> _REQUIREMENT_
Rewrite the records from the line with "snow covered lawn?" through the end of the records, requests included, and give only those lines. Multiply each x,y coordinate in the answers by 1.95 and round it to a whole number, rounding halves up.
[PROVIDED RECORDS start]
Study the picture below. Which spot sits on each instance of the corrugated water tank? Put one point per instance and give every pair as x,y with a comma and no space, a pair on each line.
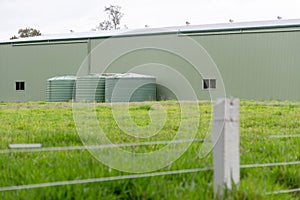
60,88
90,88
130,87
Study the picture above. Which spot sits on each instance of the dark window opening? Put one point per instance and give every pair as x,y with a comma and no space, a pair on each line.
20,85
209,84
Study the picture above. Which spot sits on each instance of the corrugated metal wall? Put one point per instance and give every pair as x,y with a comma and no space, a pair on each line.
34,64
253,65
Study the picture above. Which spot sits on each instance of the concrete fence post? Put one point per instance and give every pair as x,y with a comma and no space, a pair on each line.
226,158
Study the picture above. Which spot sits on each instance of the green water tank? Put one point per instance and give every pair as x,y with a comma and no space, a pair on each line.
130,87
90,88
60,89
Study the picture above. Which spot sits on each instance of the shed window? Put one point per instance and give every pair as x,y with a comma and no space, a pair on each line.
209,84
20,85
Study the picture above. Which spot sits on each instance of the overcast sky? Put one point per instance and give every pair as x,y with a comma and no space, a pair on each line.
61,16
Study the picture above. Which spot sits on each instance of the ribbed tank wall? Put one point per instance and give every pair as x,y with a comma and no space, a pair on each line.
60,89
90,88
130,88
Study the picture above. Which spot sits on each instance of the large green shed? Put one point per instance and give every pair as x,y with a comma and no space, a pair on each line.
248,60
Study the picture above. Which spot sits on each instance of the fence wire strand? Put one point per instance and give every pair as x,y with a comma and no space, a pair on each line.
103,179
70,148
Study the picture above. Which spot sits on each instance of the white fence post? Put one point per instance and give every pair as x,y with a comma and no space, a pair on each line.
226,156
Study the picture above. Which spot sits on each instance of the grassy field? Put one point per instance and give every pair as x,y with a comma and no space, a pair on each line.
52,125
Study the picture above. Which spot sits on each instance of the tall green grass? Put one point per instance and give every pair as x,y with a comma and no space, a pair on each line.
52,125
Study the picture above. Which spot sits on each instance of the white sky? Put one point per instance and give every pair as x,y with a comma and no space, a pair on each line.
61,16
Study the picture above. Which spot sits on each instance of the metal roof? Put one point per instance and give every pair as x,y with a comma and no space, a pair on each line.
255,25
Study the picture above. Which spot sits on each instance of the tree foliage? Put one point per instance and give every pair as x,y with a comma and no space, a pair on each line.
114,18
26,32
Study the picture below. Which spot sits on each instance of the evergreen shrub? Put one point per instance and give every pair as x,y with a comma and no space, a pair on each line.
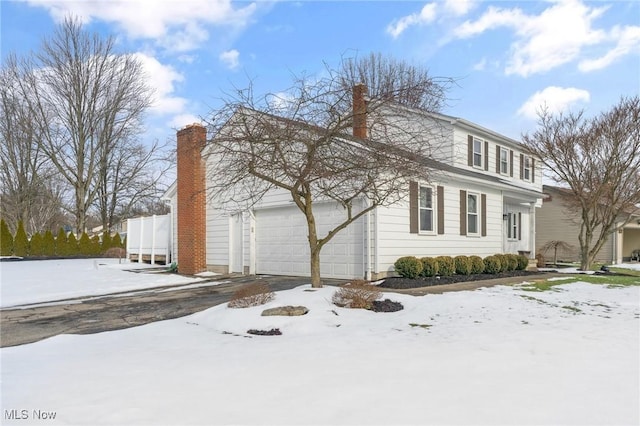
477,264
446,266
463,265
430,267
408,266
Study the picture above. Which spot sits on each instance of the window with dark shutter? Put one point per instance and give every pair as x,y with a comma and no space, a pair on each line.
463,212
440,206
413,207
483,214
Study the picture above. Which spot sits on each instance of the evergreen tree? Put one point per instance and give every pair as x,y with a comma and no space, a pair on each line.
106,241
6,239
84,245
61,243
48,244
35,245
72,245
20,241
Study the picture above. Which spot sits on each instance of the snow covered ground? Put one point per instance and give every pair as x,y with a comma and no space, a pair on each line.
498,355
38,281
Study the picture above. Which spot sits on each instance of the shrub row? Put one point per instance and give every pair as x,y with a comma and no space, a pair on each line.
412,267
46,245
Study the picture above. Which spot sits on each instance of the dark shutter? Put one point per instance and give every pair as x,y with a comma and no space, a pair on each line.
440,195
486,155
521,166
463,212
511,162
519,225
413,207
533,170
483,213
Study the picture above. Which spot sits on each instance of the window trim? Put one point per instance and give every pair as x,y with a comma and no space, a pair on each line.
433,208
474,153
477,214
505,162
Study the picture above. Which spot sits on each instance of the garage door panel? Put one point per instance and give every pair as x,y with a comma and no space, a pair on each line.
282,247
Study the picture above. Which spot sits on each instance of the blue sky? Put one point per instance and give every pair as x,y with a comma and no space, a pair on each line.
510,57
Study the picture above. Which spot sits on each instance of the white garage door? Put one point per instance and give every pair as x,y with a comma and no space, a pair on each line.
282,247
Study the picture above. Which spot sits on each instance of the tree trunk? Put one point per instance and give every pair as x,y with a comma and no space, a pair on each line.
315,269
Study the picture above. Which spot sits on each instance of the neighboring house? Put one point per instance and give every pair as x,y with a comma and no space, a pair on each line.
483,202
555,222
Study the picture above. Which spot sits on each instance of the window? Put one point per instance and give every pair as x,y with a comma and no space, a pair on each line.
526,171
504,161
472,213
512,224
477,152
426,209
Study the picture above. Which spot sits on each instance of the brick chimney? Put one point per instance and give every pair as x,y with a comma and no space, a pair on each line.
191,200
360,111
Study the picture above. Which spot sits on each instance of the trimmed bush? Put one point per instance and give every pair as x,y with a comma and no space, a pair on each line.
477,264
253,294
408,266
61,243
512,262
6,239
446,266
48,244
492,265
72,245
20,241
463,265
84,245
429,267
356,295
35,245
117,242
523,262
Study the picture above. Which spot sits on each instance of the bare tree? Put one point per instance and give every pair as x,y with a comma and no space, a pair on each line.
27,190
128,173
86,100
300,142
599,160
392,80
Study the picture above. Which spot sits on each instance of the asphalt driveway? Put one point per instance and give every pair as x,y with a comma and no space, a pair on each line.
117,311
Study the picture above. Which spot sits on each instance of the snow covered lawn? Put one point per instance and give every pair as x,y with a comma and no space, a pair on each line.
35,281
502,355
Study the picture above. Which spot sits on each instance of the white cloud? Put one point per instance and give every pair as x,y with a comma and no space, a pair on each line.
162,79
459,7
425,16
175,25
627,41
554,99
230,58
545,41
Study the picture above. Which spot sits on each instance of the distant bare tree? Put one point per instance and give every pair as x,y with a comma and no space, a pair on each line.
300,142
599,160
28,193
394,80
86,100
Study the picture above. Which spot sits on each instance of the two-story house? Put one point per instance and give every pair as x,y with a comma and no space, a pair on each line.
483,202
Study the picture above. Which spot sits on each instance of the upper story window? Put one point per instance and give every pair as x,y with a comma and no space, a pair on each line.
425,207
527,168
477,152
472,213
504,161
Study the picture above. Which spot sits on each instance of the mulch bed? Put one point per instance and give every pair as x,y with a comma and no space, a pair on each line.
[PROVIDED RECORDS end]
> _RESPONSE_
Study the picture above. Which spot sits on each instance of the snow covered lawn? Put one point per instance and give every pair as x,y with a comma and no space, a pair on each line.
68,548
979,692
Study the picture above. Which spot sits on each instance of the white cloud? Put one point per instance and give every pair as x,y with a comma and no space, a pair on each line.
316,154
895,14
829,31
341,49
1223,80
1080,193
449,113
1063,80
Study the picture above. Which spot sits on each instance of the distant bare tree? Put one point per instance and give every pair as x,y with a comma and no space, a pair on each line.
585,277
1168,312
55,376
768,156
168,195
Study the picture above. Which spot sits on each instance of the two-story house? Put one point per instance and give every pair as x,y with a comma and no space, a pair on each line.
942,394
Study the picture above. Which spot sits on each instance of the upper story window? Put one point per instance and give every pair as x,y with a comma and no space, a pair on each line.
829,404
1028,328
930,296
920,415
983,314
Study the picture above. Which spot sits on each instance of the mulch bed? Put one point per instance and give every pair as x,y with a comma and no space, a pair on each line.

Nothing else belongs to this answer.